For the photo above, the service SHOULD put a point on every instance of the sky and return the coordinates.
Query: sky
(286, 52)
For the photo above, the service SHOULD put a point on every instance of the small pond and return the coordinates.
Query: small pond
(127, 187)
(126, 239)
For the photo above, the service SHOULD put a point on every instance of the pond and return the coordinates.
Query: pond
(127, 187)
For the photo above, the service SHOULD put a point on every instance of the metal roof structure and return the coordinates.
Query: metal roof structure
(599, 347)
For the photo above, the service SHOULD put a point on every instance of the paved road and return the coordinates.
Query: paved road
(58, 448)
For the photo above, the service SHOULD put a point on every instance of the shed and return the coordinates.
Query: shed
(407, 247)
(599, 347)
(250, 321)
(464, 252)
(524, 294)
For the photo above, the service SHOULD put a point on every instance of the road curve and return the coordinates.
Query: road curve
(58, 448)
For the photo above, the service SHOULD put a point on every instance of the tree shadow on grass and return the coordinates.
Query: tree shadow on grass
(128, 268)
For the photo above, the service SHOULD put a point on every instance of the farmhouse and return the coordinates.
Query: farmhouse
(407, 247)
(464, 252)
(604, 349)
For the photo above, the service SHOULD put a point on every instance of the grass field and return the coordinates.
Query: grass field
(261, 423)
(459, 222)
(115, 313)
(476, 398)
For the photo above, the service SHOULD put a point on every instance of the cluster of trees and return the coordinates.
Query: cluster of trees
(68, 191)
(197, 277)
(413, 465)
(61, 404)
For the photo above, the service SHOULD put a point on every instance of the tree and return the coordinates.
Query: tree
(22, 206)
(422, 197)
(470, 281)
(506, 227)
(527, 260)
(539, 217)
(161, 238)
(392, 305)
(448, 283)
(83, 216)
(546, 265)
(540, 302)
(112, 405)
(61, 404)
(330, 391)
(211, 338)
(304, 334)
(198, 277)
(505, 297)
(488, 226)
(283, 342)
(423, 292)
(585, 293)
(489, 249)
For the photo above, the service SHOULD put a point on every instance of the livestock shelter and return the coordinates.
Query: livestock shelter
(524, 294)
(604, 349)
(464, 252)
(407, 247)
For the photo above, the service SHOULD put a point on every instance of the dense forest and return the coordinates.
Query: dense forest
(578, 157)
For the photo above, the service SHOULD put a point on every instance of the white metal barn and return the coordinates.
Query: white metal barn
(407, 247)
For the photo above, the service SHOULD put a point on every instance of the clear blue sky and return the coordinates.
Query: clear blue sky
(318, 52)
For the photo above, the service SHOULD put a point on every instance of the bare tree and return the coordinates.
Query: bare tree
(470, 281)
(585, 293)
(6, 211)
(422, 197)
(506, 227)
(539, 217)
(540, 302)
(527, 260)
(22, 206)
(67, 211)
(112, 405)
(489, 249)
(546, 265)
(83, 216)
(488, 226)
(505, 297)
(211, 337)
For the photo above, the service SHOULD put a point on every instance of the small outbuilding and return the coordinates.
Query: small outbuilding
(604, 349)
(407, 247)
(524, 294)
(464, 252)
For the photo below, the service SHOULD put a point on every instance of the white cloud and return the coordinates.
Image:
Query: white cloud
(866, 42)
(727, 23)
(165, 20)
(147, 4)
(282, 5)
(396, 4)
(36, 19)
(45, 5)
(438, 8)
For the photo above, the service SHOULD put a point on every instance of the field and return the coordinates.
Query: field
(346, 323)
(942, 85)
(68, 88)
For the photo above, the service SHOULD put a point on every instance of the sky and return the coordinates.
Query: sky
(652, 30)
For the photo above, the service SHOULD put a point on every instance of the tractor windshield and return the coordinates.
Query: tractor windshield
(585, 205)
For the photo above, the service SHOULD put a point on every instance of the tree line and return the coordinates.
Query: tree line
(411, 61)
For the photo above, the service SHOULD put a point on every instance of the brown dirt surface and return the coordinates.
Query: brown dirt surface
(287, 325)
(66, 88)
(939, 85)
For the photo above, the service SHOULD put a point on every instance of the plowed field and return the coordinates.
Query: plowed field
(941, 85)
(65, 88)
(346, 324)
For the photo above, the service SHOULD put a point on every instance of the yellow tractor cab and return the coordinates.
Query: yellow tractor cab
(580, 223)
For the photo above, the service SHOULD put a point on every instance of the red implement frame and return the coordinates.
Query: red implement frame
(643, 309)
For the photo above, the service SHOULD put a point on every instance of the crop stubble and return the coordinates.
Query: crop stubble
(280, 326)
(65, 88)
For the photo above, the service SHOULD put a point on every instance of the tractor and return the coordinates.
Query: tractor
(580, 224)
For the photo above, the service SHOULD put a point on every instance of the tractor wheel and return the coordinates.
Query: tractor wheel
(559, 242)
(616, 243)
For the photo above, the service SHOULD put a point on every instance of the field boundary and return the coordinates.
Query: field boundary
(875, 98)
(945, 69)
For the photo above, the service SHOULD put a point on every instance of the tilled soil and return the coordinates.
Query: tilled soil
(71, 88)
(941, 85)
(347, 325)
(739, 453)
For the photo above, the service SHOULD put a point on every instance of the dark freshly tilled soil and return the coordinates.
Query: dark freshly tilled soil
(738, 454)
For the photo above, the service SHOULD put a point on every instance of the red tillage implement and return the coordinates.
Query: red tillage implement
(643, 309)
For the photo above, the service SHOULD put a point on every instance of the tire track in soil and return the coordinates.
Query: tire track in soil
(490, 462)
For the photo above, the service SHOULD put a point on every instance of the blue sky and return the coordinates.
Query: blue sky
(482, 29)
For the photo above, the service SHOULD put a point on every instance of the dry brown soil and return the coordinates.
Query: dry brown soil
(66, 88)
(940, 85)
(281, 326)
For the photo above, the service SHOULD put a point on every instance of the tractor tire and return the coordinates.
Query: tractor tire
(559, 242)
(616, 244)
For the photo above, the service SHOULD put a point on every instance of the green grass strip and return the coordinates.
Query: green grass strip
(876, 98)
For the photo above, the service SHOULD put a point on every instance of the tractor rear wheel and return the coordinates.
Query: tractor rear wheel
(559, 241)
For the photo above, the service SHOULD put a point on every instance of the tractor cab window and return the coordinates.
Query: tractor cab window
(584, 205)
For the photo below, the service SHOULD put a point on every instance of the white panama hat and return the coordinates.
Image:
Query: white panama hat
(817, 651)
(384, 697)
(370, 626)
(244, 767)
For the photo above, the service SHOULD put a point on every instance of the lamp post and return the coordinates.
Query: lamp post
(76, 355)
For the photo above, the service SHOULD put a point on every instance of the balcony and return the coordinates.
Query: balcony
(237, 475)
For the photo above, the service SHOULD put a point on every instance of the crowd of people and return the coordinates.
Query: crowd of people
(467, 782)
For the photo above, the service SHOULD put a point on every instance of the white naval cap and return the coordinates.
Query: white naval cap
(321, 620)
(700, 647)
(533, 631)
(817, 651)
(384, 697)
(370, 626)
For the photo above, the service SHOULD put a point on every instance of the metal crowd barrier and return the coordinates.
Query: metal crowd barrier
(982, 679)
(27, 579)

+ + + +

TO DO:
Please output all the lines above exactly as given.

YOUR SOLUTION:
For the photo above, the service SHOULD put a point on every instance of the sky and return the coordinates.
Query: sky
(286, 52)
For the photo above, the service SHOULD put a point on every instance of the small pond and return the coordinates.
Query: small pond
(127, 187)
(126, 239)
For the photo above, the service SHOULD put a point on every instance of the pond and return the coordinates.
Query: pond
(127, 187)
For the photo above, the service SHOULD put a point on every instance of the metal roof structure and return the coordinates.
Query: metal roof structure
(599, 347)
For the photo above, the service SHOULD put a point on every instance of the paved road and return the coordinates.
Query: paved road
(58, 448)
For the photo above, the service SHOULD put a point on every instance of the shed and return the coordinates.
Query: shed
(407, 247)
(599, 347)
(250, 321)
(464, 252)
(524, 294)
For the photo above, the service SHOULD put a point on every instance of the road curve and return the coordinates.
Query: road curve
(58, 448)
For the photo above, the service SHOULD put a point on every instance of the tree shadow on grass and return the coordinates.
Query: tree shadow on grass
(128, 268)
For the photo above, the service SHOULD put a point on every instance of the farmhouse and return the coordinates.
Query: farmhouse
(407, 247)
(464, 252)
(604, 349)
For the photo above, the service SHOULD put a point on every instance of the grass field and return the coordinates.
Query: grass field
(261, 423)
(459, 222)
(115, 313)
(476, 398)
For the photo above, the service SHOULD put a point on every instance of the cluster of trees and return the coordinates.
Query: cluster of trees
(68, 191)
(197, 277)
(413, 465)
(61, 404)
For the photo above, the service SHOULD put a point on every instance of the tree and return the coordinates.
Query: tree
(22, 206)
(422, 197)
(470, 281)
(506, 227)
(527, 260)
(539, 217)
(161, 238)
(392, 305)
(448, 283)
(83, 216)
(546, 265)
(540, 302)
(112, 405)
(61, 404)
(330, 391)
(211, 338)
(304, 334)
(198, 277)
(505, 297)
(488, 226)
(283, 342)
(423, 292)
(585, 293)
(489, 249)
For the photo above, the service SHOULD put a point on every instance of the livestock shelter and return the coordinates.
Query: livestock shelter
(524, 294)
(604, 349)
(464, 252)
(407, 247)
For the photo above, the service SHOULD put a point on every instance of the dense forest and return the coordinates.
Query: dense forest
(578, 157)
For the photo above, the service SHOULD put a point on every instance of the white metal barn and return the coordinates.
Query: white metal barn
(407, 247)
For the photo above, the service SHOULD put a point on every instance of the clear blue sky and return the coordinates.
Query: clear blue sky
(318, 52)
For the photo above, the service SHOULD put a point on every instance of the bare tree and return the coordinates.
Query: bare tree
(470, 281)
(585, 293)
(6, 211)
(422, 197)
(506, 227)
(539, 217)
(540, 302)
(527, 260)
(22, 206)
(67, 211)
(112, 405)
(489, 249)
(546, 265)
(83, 216)
(488, 226)
(505, 297)
(211, 337)
For the photo above, the service SHOULD put a point on every instance of the small outbuilding and return the coordinates.
Query: small outbuilding
(604, 349)
(407, 247)
(524, 294)
(464, 252)
For the photo below, the service SHOULD put a point on every instance of the white cloud and return the coordinates.
Image:
Query: white cloud
(866, 42)
(727, 23)
(165, 20)
(147, 4)
(282, 5)
(396, 4)
(36, 19)
(45, 5)
(438, 8)
For the photo above, the service SHOULD put a point on every instance of the field and return the coordinates.
Query: field
(346, 323)
(942, 85)
(68, 88)
For the photo above, the service SHOULD put a point on every instance of the sky and return the coordinates.
Query: sky
(652, 30)
For the photo above, the service SHOULD put a point on every instance of the tractor windshield and return the coordinates.
Query: tractor windshield
(585, 205)
For the photo above, the service SHOULD put a point on every instance of the tree line and return the coordinates.
Query: tree line
(411, 61)
For the photo above, the service SHOULD put a point on every instance of the brown dirt surface and return the coordinates.
Query: brown dirt surface
(287, 325)
(66, 88)
(939, 85)
For the photo above, the service SHOULD put a point on every instance of the plowed field and return the coordinates.
Query: plowed field
(941, 85)
(65, 88)
(346, 324)
For the photo above, the service SHOULD put a point on every instance of the yellow tractor cab and return the coordinates.
Query: yellow tractor cab
(580, 223)
For the photo above, the service SHOULD put a point on every instance of the red implement frame and return the coordinates.
Query: red implement frame
(643, 309)
For the photo above, the service SHOULD put a point on every instance of the crop stubble and return the coordinates.
Query: crop stubble
(280, 326)
(65, 88)
For the photo above, the service SHOULD put a point on every instance of the tractor and return the coordinates.
Query: tractor
(580, 224)
For the photo above, the service SHOULD put a point on every instance of the tractor wheel and return the coordinates.
Query: tractor wheel
(559, 242)
(616, 243)
For the photo above, the service SHOULD put a point on every instance of the field boundary and return the coordinates.
Query: field boundary
(875, 98)
(945, 69)
For the photo above, the service SHOULD put a point on every instance of the tilled soil and return the coordinates.
Query: tilled soil
(71, 88)
(941, 85)
(347, 325)
(739, 453)
For the photo above, the service SHOULD put a point on every instance of the dark freshly tilled soil and return the coordinates.
Query: dark freshly tilled soil
(738, 454)
For the photo above, the service SHOULD put a point on every instance of the red tillage implement and return the coordinates.
Query: red tillage implement
(643, 309)
For the photo above, the service SHOULD put a point on every instance of the tire track in soil and return the coordinates.
Query: tire track in soil
(490, 462)
For the photo above, the service SHOULD put a point on every instance of the blue sky and return the coordinates.
Query: blue sky
(482, 29)
For the photo above, the service SHOULD put a point on every instance of the dry brown soil and return the coordinates.
Query: dry brown soil
(66, 88)
(940, 85)
(281, 326)
For the photo above, the service SHOULD put a point on every instance of the tractor tire and return the coordinates.
Query: tractor tire
(559, 242)
(616, 244)
For the photo above, the service SHOULD put a point on every instance of the green grass strip and return the coordinates.
Query: green grass strip
(876, 98)
For the photo above, the service SHOULD put a point on every instance of the tractor rear wheel and return the coordinates.
Query: tractor rear wheel
(559, 241)
For the photo above, the service SHOULD put a point on every instance of the tractor cab window and return the coordinates.
Query: tractor cab window
(584, 205)
For the photo below, the service SHOULD put a point on every instance of the white panama hat and return the coordinates.
Image:
Query: white panama hat
(817, 651)
(384, 697)
(370, 626)
(244, 767)
For the photo above, the service SHOULD put a point on every instance of the lamp post and return the coordinates.
Query: lamp post
(76, 355)
For the photo above, the service SHOULD put a point on every instance of the balcony and return the coordinates.
Query: balcony
(237, 475)
For the photo above, the service SHOULD put a point on every instance of the crowd of people and return the coordinates.
Query: crowd of people
(467, 782)
For the photo above, the service SHOULD put a point on every instance of the white naval cap and return the coordinates.
Query: white naval cap
(321, 620)
(700, 647)
(533, 631)
(817, 651)
(384, 697)
(370, 626)
For the photo above, the service SHOULD put a point on every instance of the metal crowd barrier and return the coordinates.
Query: metal crowd barrier
(982, 679)
(27, 579)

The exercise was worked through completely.